* Start *

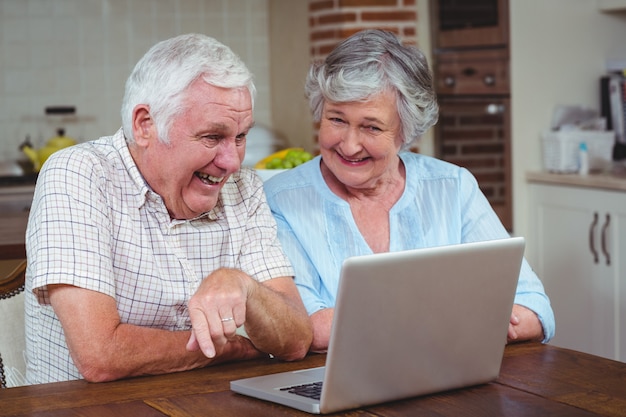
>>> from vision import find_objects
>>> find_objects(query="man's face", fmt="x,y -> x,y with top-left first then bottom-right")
131,79 -> 253,219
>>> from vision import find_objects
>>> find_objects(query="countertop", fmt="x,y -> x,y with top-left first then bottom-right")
526,171 -> 626,191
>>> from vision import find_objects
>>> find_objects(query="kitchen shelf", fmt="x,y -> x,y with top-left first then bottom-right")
598,0 -> 626,13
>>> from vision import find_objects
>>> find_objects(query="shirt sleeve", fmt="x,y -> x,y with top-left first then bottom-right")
26,148 -> 115,304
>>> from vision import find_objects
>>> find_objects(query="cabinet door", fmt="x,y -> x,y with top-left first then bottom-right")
606,193 -> 626,362
531,184 -> 617,359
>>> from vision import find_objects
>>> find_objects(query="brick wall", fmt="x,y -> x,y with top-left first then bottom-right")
309,0 -> 416,146
309,0 -> 418,59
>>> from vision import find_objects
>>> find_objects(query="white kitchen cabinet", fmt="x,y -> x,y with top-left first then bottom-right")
529,182 -> 626,361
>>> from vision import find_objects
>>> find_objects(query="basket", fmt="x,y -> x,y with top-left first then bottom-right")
541,131 -> 615,173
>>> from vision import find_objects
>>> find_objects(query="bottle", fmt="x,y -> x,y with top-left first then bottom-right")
578,142 -> 589,175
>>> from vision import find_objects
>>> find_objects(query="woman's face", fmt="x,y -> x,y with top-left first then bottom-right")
319,91 -> 402,190
133,80 -> 253,219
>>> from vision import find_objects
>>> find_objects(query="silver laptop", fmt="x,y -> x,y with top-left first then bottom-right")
230,237 -> 524,414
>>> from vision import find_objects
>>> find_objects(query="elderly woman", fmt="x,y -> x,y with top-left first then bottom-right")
265,30 -> 554,351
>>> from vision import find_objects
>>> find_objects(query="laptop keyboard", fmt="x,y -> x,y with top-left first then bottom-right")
280,381 -> 322,400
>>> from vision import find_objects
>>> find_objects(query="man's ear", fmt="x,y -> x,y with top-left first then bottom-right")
133,104 -> 157,146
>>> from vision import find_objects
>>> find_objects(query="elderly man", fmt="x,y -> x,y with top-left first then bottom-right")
26,34 -> 312,383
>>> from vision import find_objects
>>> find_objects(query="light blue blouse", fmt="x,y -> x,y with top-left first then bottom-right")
265,152 -> 555,342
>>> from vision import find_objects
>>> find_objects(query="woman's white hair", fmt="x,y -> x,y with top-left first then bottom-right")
305,29 -> 439,149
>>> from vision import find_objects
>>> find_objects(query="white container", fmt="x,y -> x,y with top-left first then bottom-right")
541,131 -> 615,173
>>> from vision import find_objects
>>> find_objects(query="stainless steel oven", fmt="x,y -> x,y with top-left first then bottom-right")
435,49 -> 513,231
430,0 -> 509,49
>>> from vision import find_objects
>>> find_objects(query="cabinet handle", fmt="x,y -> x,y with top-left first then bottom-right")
602,213 -> 611,265
589,212 -> 598,264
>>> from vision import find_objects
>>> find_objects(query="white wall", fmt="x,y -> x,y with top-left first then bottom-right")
510,0 -> 626,254
0,0 -> 271,160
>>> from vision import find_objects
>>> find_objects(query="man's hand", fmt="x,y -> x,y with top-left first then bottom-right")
187,269 -> 254,358
187,268 -> 313,361
506,304 -> 544,343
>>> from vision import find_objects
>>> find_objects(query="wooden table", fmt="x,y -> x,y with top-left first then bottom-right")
0,343 -> 626,417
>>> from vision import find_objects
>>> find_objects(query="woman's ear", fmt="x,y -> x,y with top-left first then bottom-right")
133,104 -> 157,146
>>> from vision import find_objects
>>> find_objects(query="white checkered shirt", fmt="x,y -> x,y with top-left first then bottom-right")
26,130 -> 293,383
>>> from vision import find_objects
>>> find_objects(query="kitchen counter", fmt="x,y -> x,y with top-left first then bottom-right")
526,171 -> 626,191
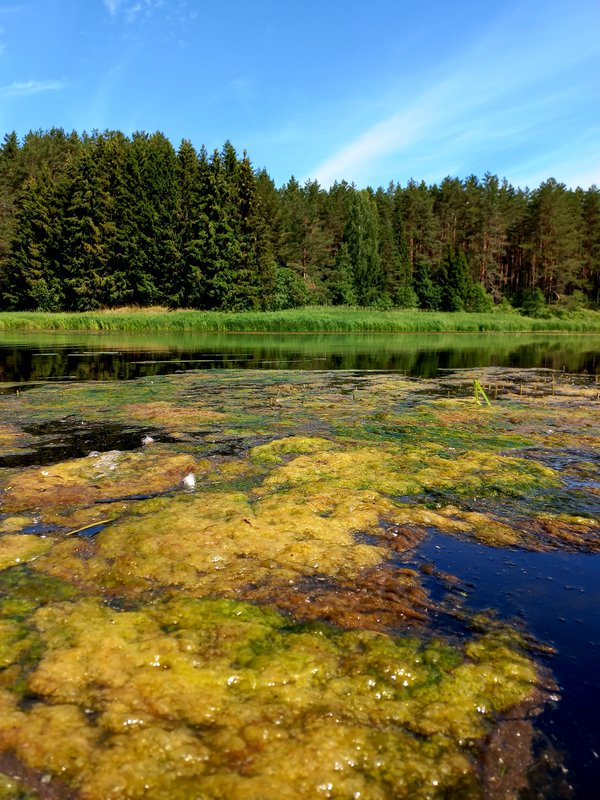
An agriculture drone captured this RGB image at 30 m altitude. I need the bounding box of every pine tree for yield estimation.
[2,172,64,311]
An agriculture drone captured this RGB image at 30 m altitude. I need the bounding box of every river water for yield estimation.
[0,333,600,800]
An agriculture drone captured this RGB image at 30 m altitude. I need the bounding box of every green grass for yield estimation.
[0,307,600,333]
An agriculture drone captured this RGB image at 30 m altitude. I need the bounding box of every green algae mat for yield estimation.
[0,370,600,800]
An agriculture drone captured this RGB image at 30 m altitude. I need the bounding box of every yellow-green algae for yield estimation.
[0,599,538,800]
[0,372,600,800]
[0,533,52,570]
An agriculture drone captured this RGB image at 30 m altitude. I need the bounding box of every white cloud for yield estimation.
[103,0,164,22]
[0,81,66,97]
[306,4,600,186]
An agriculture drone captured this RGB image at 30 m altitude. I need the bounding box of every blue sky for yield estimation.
[0,0,600,188]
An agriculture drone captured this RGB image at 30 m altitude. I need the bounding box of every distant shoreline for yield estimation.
[0,307,600,333]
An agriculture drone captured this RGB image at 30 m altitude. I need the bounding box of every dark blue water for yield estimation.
[417,534,600,800]
[0,332,600,383]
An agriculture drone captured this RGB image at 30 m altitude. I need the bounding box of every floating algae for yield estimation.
[0,588,538,800]
[0,371,600,800]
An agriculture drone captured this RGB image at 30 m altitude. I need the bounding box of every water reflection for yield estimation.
[0,333,600,382]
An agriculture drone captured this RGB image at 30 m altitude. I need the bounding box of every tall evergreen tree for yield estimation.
[344,189,386,306]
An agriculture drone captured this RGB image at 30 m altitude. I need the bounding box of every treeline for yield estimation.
[0,129,600,314]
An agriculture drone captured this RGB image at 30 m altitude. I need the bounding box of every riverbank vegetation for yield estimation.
[0,129,600,316]
[0,307,600,333]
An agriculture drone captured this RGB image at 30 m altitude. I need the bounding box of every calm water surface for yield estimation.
[0,333,600,382]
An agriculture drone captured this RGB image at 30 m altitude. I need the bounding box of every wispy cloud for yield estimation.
[0,81,66,97]
[306,4,599,185]
[103,0,165,22]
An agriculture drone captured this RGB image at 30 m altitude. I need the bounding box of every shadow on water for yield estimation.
[0,417,166,469]
[0,333,600,384]
[414,533,600,798]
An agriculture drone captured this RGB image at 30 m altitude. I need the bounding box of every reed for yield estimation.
[0,307,600,333]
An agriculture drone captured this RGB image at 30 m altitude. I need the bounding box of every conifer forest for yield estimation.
[0,129,600,315]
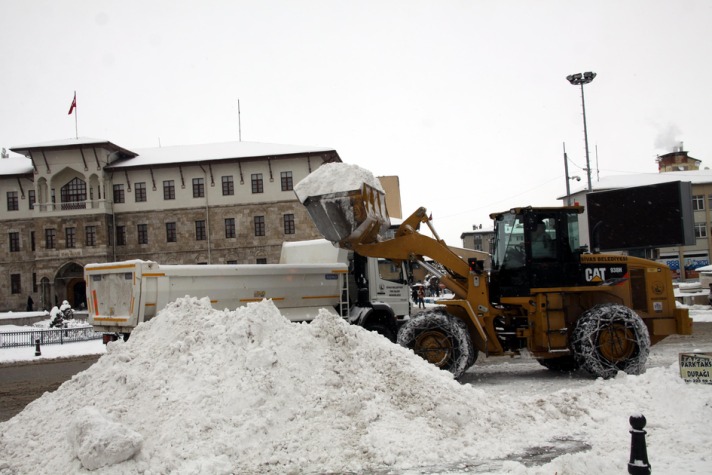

* End *

To be done
Copy every line of the records above word for word, leaving out the pictures.

Solution
>>> from vision import find_objects
>>> find_objects(query="man's face", fmt="x,y -> x,y with top-left first then bottom-right")
131,79 -> 253,219
>>> from vision import find_objects
>>> find_objects(query="countertop", fmt="x,y -> x,y with top-left first then bottom-right")
526,171 -> 626,191
>>> from vision import find_objects
>>> find_objects(query="kitchen shelf", fmt="x,y -> x,y with top-left first then bottom-right")
598,0 -> 626,13
>>> from vision import find_objects
>>> find_objects(query="shirt sleeve", fmt="x,y -> x,y with top-left first then bottom-right")
26,148 -> 115,304
>>> from vision import find_objects
>>> find_objects(query="cabinet door", fmt="x,y -> x,y with top-left first then bottom-right")
606,193 -> 626,362
531,184 -> 617,359
>>> from vision import find_objects
>>> find_objects(query="brick wall", fmt="x,y -> x,y with top-left first then bottom-right")
309,0 -> 416,146
309,0 -> 418,59
>>> from vision import find_objects
>>> find_objects(query="white kitchen cabinet", fmt="x,y -> x,y with top-left first then bottom-right")
529,182 -> 626,361
>>> from vision import find_objects
>>> find_objects(query="basket", fmt="x,y -> x,y with top-left first then bottom-right")
541,131 -> 615,173
>>> from vision import find_objects
>>> find_objects(query="bottle", fmt="x,y -> x,y with top-left first then bottom-right")
578,142 -> 589,175
>>> from vision import find_objects
>>> find_objects(query="woman's face", fmt="x,y -> x,y with top-left first then bottom-right")
319,91 -> 402,190
133,80 -> 253,219
>>> from vision import find_objects
>>> find_objects(query="silver laptop", fmt="x,y -> x,y with top-left first then bottom-right")
230,237 -> 524,414
>>> from vision import find_objects
>>> find_objects(query="elderly woman", fmt="x,y -> x,y with top-left first then bottom-right")
265,30 -> 554,351
>>> from vision import find_objects
>>> find_objects(query="laptop keyboard", fmt="x,y -> x,y with top-left first then bottom-right")
280,381 -> 322,400
>>> from vision import find_objects
>>> find_objects(query="man's ear", fmt="x,y -> x,y with top-left first then bottom-right")
133,104 -> 157,146
>>> from vision import find_objects
>>> find_objects(query="elderly man", fmt="x,y -> x,y with top-left first then bottom-right")
26,34 -> 312,383
>>> from vision import find_objects
>>> find_objects(query="light blue blouse", fmt="x,y -> x,y with top-left first then bottom-right")
265,152 -> 555,342
>>> from vision import find_objects
>>> find_objects(query="woman's white hair", fmt="x,y -> x,y with top-left first then bottom-right")
305,29 -> 439,149
>>> from vision import find_objects
>>> find_objects(query="white container", fmt="x,y -> x,y with top-left first then bottom-right")
541,131 -> 615,173
>>> from vision import find_objects
>>> find_objects(query="stainless steel oven", fmt="x,y -> x,y with top-left first then bottom-right")
435,49 -> 513,231
430,0 -> 509,49
>>> from vision import find_objects
>>> find_objects(query="cabinet handle", fmt="x,y -> x,y with top-left first then bottom-right")
602,213 -> 611,265
589,212 -> 598,264
>>> from vision import find_objects
>>> find_objects(query="white wall", fmt="x,y -> x,y with top-left first then bottom-right")
510,0 -> 626,254
0,0 -> 271,160
>>> from vision import find_objects
>>> find_objects(query="man's hand", fmt="x,y -> x,y with top-left first then bottom-right")
187,269 -> 254,358
187,268 -> 313,361
506,304 -> 544,343
>>> from vision import find_objects
>>> find_objects(query="wooden table", fmt="x,y -> x,y with top-left first then bottom-right")
0,343 -> 626,417
>>> from vision import find_objects
>>> find_objects(query="woman's ear", fmt="x,y -> x,y with top-left first then bottom-right")
133,104 -> 157,146
>>> from vision import find_objects
>>> find_objects(query="white checkered shirt", fmt="x,y -> x,y with top-left first then bottom-right")
26,130 -> 293,383
>>> from vision import find_objects
>>> find_objects(query="kitchen counter", fmt="x,y -> x,y with top-left first then bottom-right")
526,171 -> 626,191
An agriculture drone captured this RGB image at 30 m altitude. I need the bounding box of every pine tree for yield estimation.
[2,172,64,311]
An agriculture drone captured this RGB image at 30 m altitude. I need the bounding box of every river water for yield estimation.
[0,333,600,800]
An agriculture drone captured this RGB image at 30 m altitude. I need the bounding box of every green grass for yield estimation.
[0,307,600,333]
An agriculture drone captured this RGB image at 30 m altitude. I need the bounding box of every green algae mat for yield estimation.
[0,370,600,800]
An agriculture drone captured this RGB image at 30 m altitude. I need the bounding box of every yellow-green algae for yield estimation.
[0,599,538,800]
[0,372,600,800]
[0,533,52,570]
An agriculture drone captured this RGB image at 30 m altitude. I need the bounding box of every white cloud for yield estimation.
[103,0,164,22]
[0,81,66,97]
[306,4,600,186]
An agriculture drone captured this RGB image at 30 m altitude. I need the bounding box of every blue sky for yield estimation.
[0,0,600,188]
An agriculture drone captured this RGB image at 30 m altitude. I need the bounding box of every distant shoreline for yield estimation.
[0,307,600,333]
An agriculture drone captured this RGB image at 30 m altitude. I need the bounding box of every dark blue water for yield estimation.
[417,534,600,800]
[0,332,600,383]
An agriculture drone captured this RGB image at 30 m altitude. I need the bounding box of every floating algae for yield estimation.
[0,588,538,800]
[0,371,600,800]
An agriculture drone captured this RGB image at 30 m altitude. I need the bounding box of every water reflection for yield estimation.
[0,333,600,382]
An agriculture drone captured this RGB image at 30 m altitude. I need the bounding box of every tall evergreen tree for yield estimation.
[344,189,386,306]
An agriculture drone captured this RGB image at 30 m altitude. I need the bounding box of every treeline for yield estimation.
[0,129,600,314]
An agriculture drone captured this RGB image at 30 m altitude. I need the bounding box of every riverbank vegetation for yield estimation.
[0,129,600,316]
[0,307,600,333]
An agriculture drone captured this RGB image at 30 m altitude. I need the bounding box of every calm water surface for yield estimation.
[0,333,600,382]
An agriculture drone captured this RGB image at 30 m altitude. I need the bounding box of every wispy cloud for yield estimation.
[0,81,66,97]
[306,4,599,185]
[103,0,165,22]
An agriculture drone captured this RGB image at 30 m altitude. I need the bounding box of every shadow on water for yield estimation.
[0,417,166,469]
[0,333,600,384]
[414,533,600,798]
An agriculture drone captured this RGB image at 30 m altitude. I need the bounding box of every reed for yield estimation.
[0,307,600,333]
An agriculture drone captured this RGB image at 30 m altitude. I need the bounding box of every conifer forest for yield estimation.
[0,129,600,315]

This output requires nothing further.